-- Task statement --
Looking at the records below, say how many lines contain "sidewalk". Nothing else belongs in the answer.

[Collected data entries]
• • • •
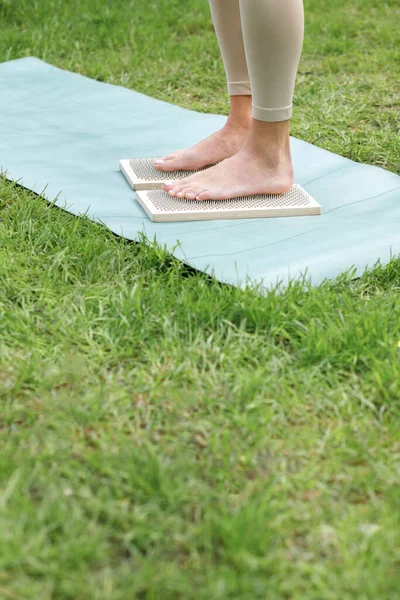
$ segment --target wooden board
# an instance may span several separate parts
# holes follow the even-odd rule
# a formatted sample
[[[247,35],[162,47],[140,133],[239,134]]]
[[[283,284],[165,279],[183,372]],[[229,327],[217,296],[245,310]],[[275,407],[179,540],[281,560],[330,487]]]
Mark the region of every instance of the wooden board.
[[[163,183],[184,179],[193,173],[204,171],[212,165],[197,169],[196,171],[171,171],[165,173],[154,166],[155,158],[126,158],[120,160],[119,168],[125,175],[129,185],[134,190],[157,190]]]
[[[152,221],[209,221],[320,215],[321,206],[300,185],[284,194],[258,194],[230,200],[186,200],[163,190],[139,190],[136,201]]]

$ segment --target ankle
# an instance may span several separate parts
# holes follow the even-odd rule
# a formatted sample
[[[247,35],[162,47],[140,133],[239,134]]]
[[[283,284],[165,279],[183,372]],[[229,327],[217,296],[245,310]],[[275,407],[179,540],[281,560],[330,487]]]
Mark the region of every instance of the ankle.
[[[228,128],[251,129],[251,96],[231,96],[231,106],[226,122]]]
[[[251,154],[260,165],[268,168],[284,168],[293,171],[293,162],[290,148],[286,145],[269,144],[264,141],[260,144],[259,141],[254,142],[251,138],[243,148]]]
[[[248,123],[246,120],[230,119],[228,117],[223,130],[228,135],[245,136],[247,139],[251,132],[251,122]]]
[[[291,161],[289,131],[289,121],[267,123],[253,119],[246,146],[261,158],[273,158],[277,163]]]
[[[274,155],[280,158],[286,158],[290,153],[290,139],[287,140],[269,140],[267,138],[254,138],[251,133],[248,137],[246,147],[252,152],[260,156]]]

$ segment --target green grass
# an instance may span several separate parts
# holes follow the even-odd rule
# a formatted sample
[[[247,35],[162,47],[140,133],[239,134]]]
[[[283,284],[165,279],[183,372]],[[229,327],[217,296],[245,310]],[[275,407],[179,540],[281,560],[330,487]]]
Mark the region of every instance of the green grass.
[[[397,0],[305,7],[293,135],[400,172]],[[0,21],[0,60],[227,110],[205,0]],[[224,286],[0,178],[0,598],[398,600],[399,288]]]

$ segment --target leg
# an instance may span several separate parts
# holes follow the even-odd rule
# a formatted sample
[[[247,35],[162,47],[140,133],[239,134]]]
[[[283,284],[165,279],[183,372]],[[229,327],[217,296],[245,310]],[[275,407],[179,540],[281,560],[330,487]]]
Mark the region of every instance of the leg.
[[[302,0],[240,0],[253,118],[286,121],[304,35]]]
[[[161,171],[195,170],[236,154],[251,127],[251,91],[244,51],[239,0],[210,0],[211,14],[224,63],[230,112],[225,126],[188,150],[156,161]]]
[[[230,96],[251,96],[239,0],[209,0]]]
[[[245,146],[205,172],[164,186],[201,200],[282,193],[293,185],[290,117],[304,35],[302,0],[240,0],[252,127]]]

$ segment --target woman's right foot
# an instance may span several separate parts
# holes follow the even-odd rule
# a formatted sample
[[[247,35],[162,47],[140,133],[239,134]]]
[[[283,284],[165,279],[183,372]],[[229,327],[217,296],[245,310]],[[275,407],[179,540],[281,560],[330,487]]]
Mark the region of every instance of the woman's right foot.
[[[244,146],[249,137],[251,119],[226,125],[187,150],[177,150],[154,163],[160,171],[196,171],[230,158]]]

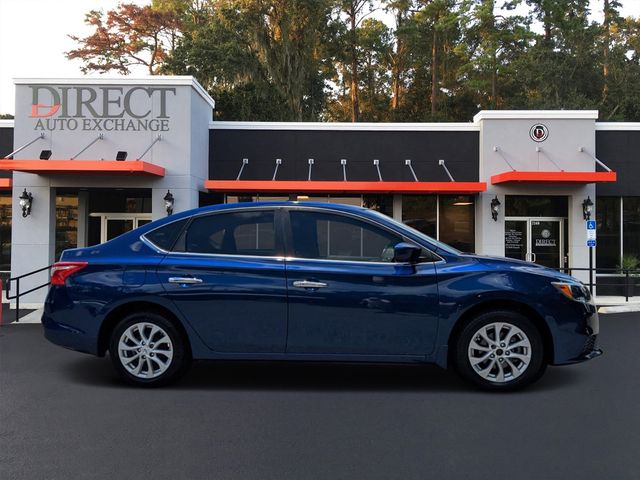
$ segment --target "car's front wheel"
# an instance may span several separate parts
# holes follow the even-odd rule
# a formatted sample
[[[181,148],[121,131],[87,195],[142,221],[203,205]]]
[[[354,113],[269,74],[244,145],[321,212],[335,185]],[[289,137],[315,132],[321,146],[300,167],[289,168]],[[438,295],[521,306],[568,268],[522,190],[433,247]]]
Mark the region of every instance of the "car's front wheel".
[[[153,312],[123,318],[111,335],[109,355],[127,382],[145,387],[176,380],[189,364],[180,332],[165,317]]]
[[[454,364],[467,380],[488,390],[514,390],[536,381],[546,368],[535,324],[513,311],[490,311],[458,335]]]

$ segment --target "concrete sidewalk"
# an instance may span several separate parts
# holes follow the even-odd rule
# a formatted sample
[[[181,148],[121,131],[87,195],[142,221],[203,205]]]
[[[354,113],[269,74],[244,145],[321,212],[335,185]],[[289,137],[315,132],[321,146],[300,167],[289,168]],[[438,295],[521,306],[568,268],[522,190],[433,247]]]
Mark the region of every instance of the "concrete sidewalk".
• • • •
-- Solution --
2